Stored data:
++++

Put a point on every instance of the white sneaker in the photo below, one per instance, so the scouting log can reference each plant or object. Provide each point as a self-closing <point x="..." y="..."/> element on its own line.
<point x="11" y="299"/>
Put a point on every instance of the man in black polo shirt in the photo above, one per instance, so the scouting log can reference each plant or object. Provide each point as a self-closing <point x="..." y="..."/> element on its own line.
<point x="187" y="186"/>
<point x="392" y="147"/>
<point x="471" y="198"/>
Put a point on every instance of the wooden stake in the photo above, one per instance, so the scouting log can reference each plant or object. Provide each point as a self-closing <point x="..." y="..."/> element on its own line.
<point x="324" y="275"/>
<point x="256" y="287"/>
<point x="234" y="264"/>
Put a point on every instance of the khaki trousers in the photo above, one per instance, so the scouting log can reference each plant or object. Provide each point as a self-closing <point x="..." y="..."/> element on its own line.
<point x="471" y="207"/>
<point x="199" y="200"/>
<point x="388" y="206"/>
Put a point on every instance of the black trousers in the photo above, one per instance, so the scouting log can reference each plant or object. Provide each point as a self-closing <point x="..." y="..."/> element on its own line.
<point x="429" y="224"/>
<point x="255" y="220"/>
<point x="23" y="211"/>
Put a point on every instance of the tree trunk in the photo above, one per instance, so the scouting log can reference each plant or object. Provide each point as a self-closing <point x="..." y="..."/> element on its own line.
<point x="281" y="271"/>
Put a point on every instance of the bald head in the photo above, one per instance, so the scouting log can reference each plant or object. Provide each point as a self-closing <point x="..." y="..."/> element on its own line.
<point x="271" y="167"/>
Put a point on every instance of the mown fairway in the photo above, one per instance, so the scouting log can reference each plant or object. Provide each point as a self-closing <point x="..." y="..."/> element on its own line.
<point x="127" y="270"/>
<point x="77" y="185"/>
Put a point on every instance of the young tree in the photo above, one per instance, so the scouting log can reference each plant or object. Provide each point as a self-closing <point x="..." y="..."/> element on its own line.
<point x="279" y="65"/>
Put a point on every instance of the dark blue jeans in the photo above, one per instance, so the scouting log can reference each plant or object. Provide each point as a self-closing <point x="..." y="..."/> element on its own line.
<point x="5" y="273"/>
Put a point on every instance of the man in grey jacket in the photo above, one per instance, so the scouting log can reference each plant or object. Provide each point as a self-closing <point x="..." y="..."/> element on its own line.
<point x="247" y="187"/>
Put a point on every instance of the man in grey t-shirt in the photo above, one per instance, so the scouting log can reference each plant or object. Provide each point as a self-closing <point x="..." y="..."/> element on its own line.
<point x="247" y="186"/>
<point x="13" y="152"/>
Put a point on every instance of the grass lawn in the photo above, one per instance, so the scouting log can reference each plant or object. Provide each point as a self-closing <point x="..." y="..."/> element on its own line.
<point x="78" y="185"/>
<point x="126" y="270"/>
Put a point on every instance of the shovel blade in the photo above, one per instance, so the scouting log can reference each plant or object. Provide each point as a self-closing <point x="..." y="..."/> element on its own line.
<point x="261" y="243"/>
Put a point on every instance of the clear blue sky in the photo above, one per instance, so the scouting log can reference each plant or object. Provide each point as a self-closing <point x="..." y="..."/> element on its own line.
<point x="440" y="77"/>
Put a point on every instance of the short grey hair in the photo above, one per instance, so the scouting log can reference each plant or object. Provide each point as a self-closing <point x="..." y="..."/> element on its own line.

++++

> **WHAT YOU NEED TO DO**
Write out the records above again, keeping each one identical to the original.

> **TASK ANSWER**
Put a point on every instance of the white sneaker in the photo below, one per instance, so the scouting log can reference each plant or object. Provide each point as a self-closing <point x="..." y="..."/> element on its own line.
<point x="11" y="299"/>
Put a point on every instance of the man in black polo shirt in the photo above, one per instance, so the scouting log can reference each plant or object. Provide each point as a self-closing <point x="..." y="..."/> element on its own line.
<point x="187" y="186"/>
<point x="392" y="147"/>
<point x="471" y="198"/>
Put a point on every instance of the wooden stake in the photo above, one per instance, so the scouting log can reference each plant or object. Provide each point as a self-closing <point x="..." y="..."/> element on its own line.
<point x="324" y="275"/>
<point x="256" y="287"/>
<point x="234" y="264"/>
Put a point on every instance of the khaki trousers in the photo above, one per instance, so the scouting log can reference each plant or object. Provide each point as a self-closing <point x="..." y="..."/> element on its own line.
<point x="471" y="207"/>
<point x="199" y="200"/>
<point x="388" y="206"/>
Put a point on every instance of the black trousers in the photo above, one per instance, so the scouting log can reference each plant or object. Provide each point as a self-closing <point x="..." y="..."/> element on its own line.
<point x="429" y="224"/>
<point x="255" y="220"/>
<point x="23" y="211"/>
Put a point on every instance of the tree trunk in the photo above, one per instance, so the scouting log can reference each plant or object. Provide each point as a self-closing <point x="..." y="..."/> element on its own line.
<point x="281" y="271"/>
Put a point on every instance of the bald head in the photo above, one per instance, so the scouting log can reference each plant or object. Provide each point as a self-closing <point x="..." y="..."/> element on its own line.
<point x="271" y="167"/>
Put a point on every instance of the mown fairway in the photo above, one per instance, so the scouting log can reference each plant or object. Provide each point as a self-closing <point x="..." y="..."/> element on its own line.
<point x="127" y="270"/>
<point x="77" y="185"/>
Put a point on every instance of the young tree in the photo above, one per instance, so the scouting log can reference each plant or object. Provide each point as a self-closing <point x="..." y="..."/> element on its own line.
<point x="279" y="65"/>
Put a point on every instance of the dark blue jeans in the photo above, one per instance, so the scouting log can reference each plant or object. Provide each point as a self-closing <point x="..." y="..."/> element on its own line.
<point x="5" y="273"/>
Put a point on every instance of the man in grey jacket in the photo above, one per instance, so the scouting log can reference each plant or object. Provide each point as a self-closing <point x="..." y="..."/> element on its own line.
<point x="247" y="187"/>
Put a point on every instance of the man in grey t-shirt in the photo above, one per instance, so the scouting log can reference each plant or object. Provide each point as a self-closing <point x="..." y="..."/> element on its own line.
<point x="247" y="186"/>
<point x="13" y="152"/>
Put a point on every instance of the grass lawn in the photo above, one per instance, so the scouting log can reference each plant or object. Provide each point as a self-closing <point x="..." y="..."/> element on its own line.
<point x="78" y="185"/>
<point x="126" y="270"/>
Put a point on every instance of the shovel blade in the photo above, one per instance, so the scouting log can reference each plant or object. Provide each point as a self-closing <point x="..." y="..."/> element on its own line.
<point x="261" y="243"/>
Put a point on every instance of the clear blue sky in the photo above, one per instance, so the scouting log can reference each plant or object. Provide each point as a self-closing <point x="..." y="..."/> element on its own line.
<point x="440" y="77"/>
Put a point on every instance of the short grey hair in the photo above, one per instance, so the scouting log can reference each plant or object. Provide each point as a self-closing <point x="..." y="..."/> element on its own line.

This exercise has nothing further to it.